DIRECTIONS
Find the line that contains "Please annotate the neck". Output it and every line after it to the end of the records, exactly as they appear.

*** Begin section ***

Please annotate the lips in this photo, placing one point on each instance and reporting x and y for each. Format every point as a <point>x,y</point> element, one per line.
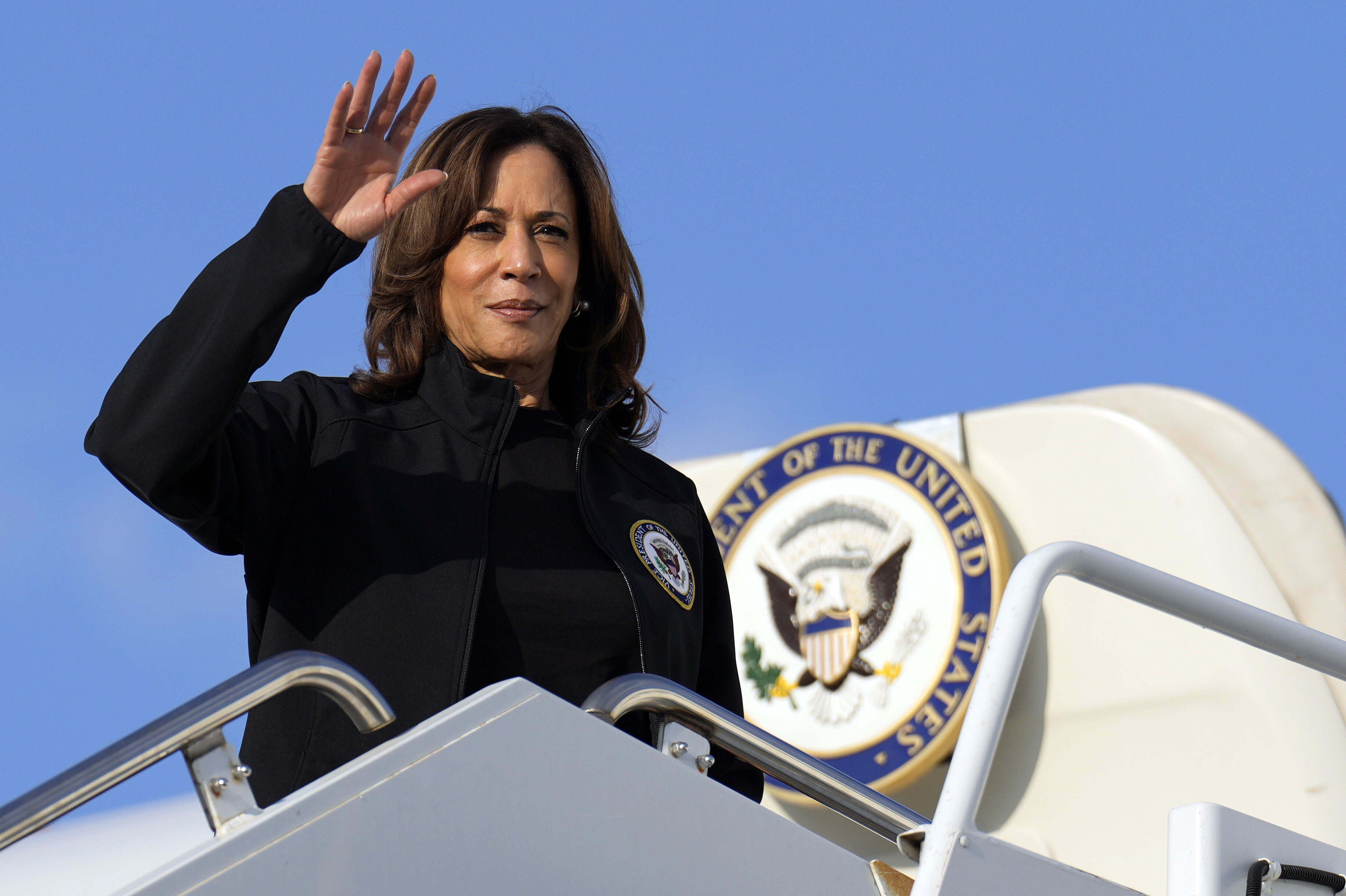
<point>516,311</point>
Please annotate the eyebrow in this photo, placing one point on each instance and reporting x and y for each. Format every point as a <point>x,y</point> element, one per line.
<point>546,214</point>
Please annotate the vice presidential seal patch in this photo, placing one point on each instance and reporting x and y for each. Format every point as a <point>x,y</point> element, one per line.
<point>667,561</point>
<point>865,570</point>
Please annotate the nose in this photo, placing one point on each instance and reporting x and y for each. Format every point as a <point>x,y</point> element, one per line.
<point>521,257</point>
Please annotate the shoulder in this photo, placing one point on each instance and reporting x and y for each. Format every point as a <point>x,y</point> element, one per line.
<point>659,476</point>
<point>333,400</point>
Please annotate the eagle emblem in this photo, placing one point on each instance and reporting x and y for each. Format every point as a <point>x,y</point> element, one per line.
<point>832,579</point>
<point>817,622</point>
<point>865,568</point>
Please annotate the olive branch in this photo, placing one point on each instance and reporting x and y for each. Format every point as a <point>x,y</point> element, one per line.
<point>768,681</point>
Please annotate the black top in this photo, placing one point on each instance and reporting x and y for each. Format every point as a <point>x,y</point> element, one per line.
<point>554,607</point>
<point>364,524</point>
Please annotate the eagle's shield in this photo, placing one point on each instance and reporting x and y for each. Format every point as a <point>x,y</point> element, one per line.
<point>828,645</point>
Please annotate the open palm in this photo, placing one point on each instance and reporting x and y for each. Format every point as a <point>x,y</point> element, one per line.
<point>352,181</point>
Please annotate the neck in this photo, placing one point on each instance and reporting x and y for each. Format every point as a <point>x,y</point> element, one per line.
<point>532,381</point>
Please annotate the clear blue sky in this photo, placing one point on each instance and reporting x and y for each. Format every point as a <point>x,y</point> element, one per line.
<point>843,212</point>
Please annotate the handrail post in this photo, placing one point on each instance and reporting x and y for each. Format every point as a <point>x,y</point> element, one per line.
<point>789,765</point>
<point>194,728</point>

*** End section ***

SOLUTION FOR THIS TASK
Please annotate the neck in this photo, placing one point on each instance and reporting x and y for each. Format every point as a <point>x,y</point> element, one per line.
<point>532,381</point>
Please annotate the clear blue sky in this photo, placing one point on each instance and reporting x and y for each. Format every point as a <point>x,y</point> element, one per line.
<point>843,212</point>
Please annotate the handrail post in this photo, placing one point on each instance and reporting x and y for each. Format every point as a <point>x,y</point> element, one per line.
<point>789,765</point>
<point>194,728</point>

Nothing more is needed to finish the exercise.